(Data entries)
--- START ---
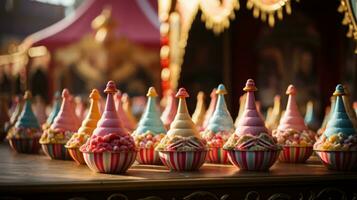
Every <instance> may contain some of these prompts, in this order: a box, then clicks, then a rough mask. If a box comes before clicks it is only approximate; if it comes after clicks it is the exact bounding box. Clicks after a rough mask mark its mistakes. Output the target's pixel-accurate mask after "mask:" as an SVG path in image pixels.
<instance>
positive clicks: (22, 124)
mask: <svg viewBox="0 0 357 200" xmlns="http://www.w3.org/2000/svg"><path fill="white" fill-rule="evenodd" d="M31 97H32V96H31V92H30V91H26V92H25V96H24V99H25V104H24V108H23V110H22V112H21V114H20V116H19V118H18V120H17V122H16V124H15V127H16V128H38V129H39V128H40V124H39V123H38V120H37V118H36V116H35V114H34V113H33V110H32V107H31Z"/></svg>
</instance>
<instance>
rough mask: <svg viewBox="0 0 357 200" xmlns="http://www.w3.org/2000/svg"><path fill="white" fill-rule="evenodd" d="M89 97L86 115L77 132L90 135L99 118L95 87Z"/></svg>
mask: <svg viewBox="0 0 357 200" xmlns="http://www.w3.org/2000/svg"><path fill="white" fill-rule="evenodd" d="M89 98H90V99H91V102H90V107H89V111H88V114H87V116H86V117H85V119H84V120H83V122H82V125H81V127H80V128H79V129H78V133H86V134H88V135H91V134H92V133H93V131H94V129H95V128H96V127H97V123H98V121H99V119H100V112H99V98H100V95H99V92H98V90H96V89H93V90H92V92H91V94H90V95H89Z"/></svg>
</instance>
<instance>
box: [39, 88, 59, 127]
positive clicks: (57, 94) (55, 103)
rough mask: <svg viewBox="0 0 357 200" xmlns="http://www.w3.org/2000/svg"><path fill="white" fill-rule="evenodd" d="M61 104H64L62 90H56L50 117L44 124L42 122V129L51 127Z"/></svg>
mask: <svg viewBox="0 0 357 200" xmlns="http://www.w3.org/2000/svg"><path fill="white" fill-rule="evenodd" d="M61 104H62V97H61V93H60V92H58V91H57V92H56V93H55V95H54V101H53V106H52V111H51V113H50V114H49V115H48V118H47V120H46V122H45V123H44V124H42V129H43V130H45V129H48V128H50V126H51V124H52V123H53V121H54V120H55V117H56V116H57V115H58V113H59V111H60V109H61Z"/></svg>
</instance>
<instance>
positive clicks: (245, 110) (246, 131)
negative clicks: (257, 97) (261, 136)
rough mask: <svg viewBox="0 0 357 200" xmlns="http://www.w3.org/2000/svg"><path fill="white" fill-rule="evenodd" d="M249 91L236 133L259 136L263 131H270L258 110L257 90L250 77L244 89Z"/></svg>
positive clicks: (247, 93) (254, 83) (263, 132)
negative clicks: (241, 116)
mask: <svg viewBox="0 0 357 200" xmlns="http://www.w3.org/2000/svg"><path fill="white" fill-rule="evenodd" d="M243 90H244V91H246V92H247V100H246V103H245V108H244V112H243V115H242V117H241V118H240V119H239V122H238V126H237V129H236V131H235V134H236V135H246V134H251V135H254V136H258V135H260V134H261V133H269V132H268V129H267V128H266V127H265V124H264V121H263V119H262V118H261V116H260V114H259V113H258V111H257V107H256V104H255V97H254V91H256V90H257V88H256V87H255V83H254V81H253V80H252V79H248V81H247V83H246V86H245V87H244V89H243Z"/></svg>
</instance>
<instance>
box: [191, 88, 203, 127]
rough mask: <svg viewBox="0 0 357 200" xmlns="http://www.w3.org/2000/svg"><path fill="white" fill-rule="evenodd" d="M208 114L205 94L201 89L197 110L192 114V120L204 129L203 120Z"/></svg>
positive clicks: (196, 123)
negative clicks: (207, 111)
mask: <svg viewBox="0 0 357 200" xmlns="http://www.w3.org/2000/svg"><path fill="white" fill-rule="evenodd" d="M205 114H206V105H205V94H204V93H203V92H202V91H200V92H198V94H197V103H196V108H195V111H194V112H193V114H192V121H193V123H195V124H196V127H197V128H198V130H199V131H203V121H204V119H205Z"/></svg>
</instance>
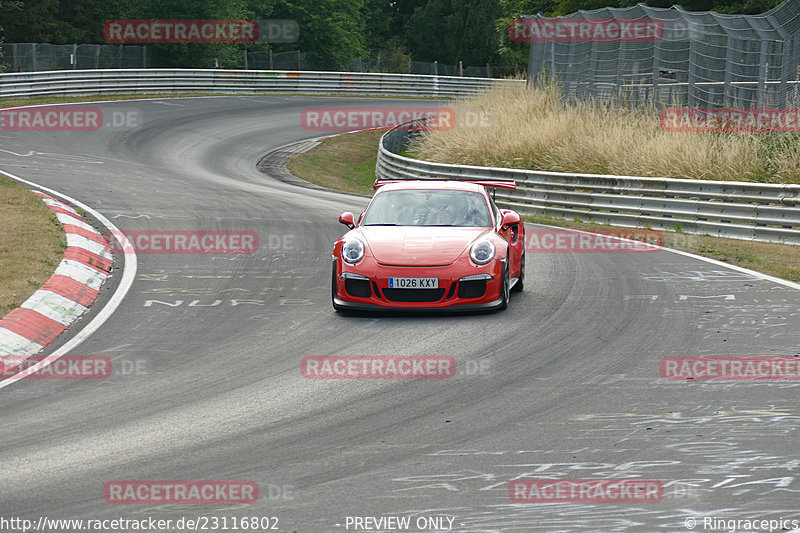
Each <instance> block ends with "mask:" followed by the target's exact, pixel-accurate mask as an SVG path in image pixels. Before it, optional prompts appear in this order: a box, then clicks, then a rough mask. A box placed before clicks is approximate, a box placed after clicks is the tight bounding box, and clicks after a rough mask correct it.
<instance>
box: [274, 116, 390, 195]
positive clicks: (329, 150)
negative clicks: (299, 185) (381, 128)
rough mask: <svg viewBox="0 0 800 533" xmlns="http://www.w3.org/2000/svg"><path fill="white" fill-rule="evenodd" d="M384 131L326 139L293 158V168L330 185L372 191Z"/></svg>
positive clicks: (304, 173) (366, 191)
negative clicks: (306, 150)
mask: <svg viewBox="0 0 800 533" xmlns="http://www.w3.org/2000/svg"><path fill="white" fill-rule="evenodd" d="M383 133H384V132H383V131H380V130H378V131H367V132H363V133H350V134H347V135H339V136H337V137H331V138H329V139H325V140H324V141H322V144H320V145H319V146H316V147H314V148H313V149H312V150H310V151H308V152H306V153H304V154H301V155H299V156H296V157H294V158H292V159H291V160H290V161H289V164H288V167H289V171H291V172H292V174H294V175H295V176H297V177H298V178H301V179H304V180H306V181H310V182H311V183H315V184H317V185H321V186H323V187H328V188H329V189H336V190H340V191H347V192H357V193H361V194H369V195H371V194H372V193H373V188H372V184H373V183H374V182H375V161H376V159H377V155H376V154H377V151H378V140H379V139H380V138H381V135H383Z"/></svg>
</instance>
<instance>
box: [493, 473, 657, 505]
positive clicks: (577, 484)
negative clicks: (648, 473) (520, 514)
mask: <svg viewBox="0 0 800 533" xmlns="http://www.w3.org/2000/svg"><path fill="white" fill-rule="evenodd" d="M508 496H509V498H510V499H511V501H512V502H515V503H621V502H635V503H657V502H660V501H661V500H662V499H663V498H664V487H663V484H662V483H661V481H659V480H657V479H515V480H513V481H511V482H510V483H509V484H508Z"/></svg>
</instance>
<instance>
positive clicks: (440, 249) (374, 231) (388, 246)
mask: <svg viewBox="0 0 800 533" xmlns="http://www.w3.org/2000/svg"><path fill="white" fill-rule="evenodd" d="M358 230H360V232H361V234H362V235H363V236H364V240H366V242H367V246H369V249H370V250H371V251H372V255H373V256H374V257H375V260H376V261H377V262H378V263H381V264H384V265H404V266H439V265H449V264H451V263H453V262H455V260H456V259H458V258H459V256H460V255H461V254H462V253H464V250H466V249H467V247H469V245H470V244H471V243H472V242H473V241H474V240H475V239H476V238H477V237H479V236H480V235H483V234H486V233H490V232H491V231H492V229H491V228H463V227H454V228H451V227H442V226H361V227H359V228H358Z"/></svg>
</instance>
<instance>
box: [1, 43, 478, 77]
mask: <svg viewBox="0 0 800 533" xmlns="http://www.w3.org/2000/svg"><path fill="white" fill-rule="evenodd" d="M0 50H2V57H0V67H1V68H0V72H2V71H4V72H33V71H37V70H38V71H43V70H64V69H99V68H152V67H158V66H159V65H156V64H152V58H151V56H150V52H149V51H148V48H147V46H146V45H144V46H133V45H107V44H77V45H75V44H65V45H52V44H39V43H6V44H0ZM240 52H241V54H240V60H239V65H238V67H239V68H242V69H249V70H344V71H347V72H394V73H405V74H434V75H440V76H473V77H482V78H491V77H492V68H491V67H490V66H489V65H488V64H487V65H486V66H485V67H473V66H463V65H461V64H460V63H459V64H456V65H447V64H443V63H439V62H436V61H434V62H433V63H425V62H421V61H410V60H407V59H400V60H399V59H398V58H396V57H392V58H388V59H387V58H384V59H383V60H382V59H381V58H378V59H370V58H365V57H358V58H354V59H351V60H350V61H349V62H347V64H346V66H345V68H344V69H336V68H319V65H315V64H314V62H313V61H311V59H310V57H309V54H307V53H305V52H300V51H297V50H295V51H291V52H273V51H272V50H268V51H261V50H247V49H242V50H241V51H240Z"/></svg>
--- END ---
## [YOUR INSTRUCTIONS]
Report every line of the data entries above that contains the word "image", treating uppercase and lowercase letters as different.

## [RESPONSE TO THE TASK]
Every <instance> may contain some of these prompts, in this order: a box, then clicks, then a rough mask. If a box comes before clicks it is only approximate; if it comes after clicks it is the exact bounding box. Clicks after a rough mask mark its mistakes. Output the target's pixel-accurate mask after "mask:" as an SVG path in image pixels.
Each <instance> block ends with "mask:" followed by the target's exact, pixel-accurate mask as an SVG path in image pixels. Before it, optional prompts appear in this order: a box, then clicks, then a rough mask. A box placed before clicks is approximate, a box placed after clicks is the tight bounding box, and clicks after a rough mask correct it.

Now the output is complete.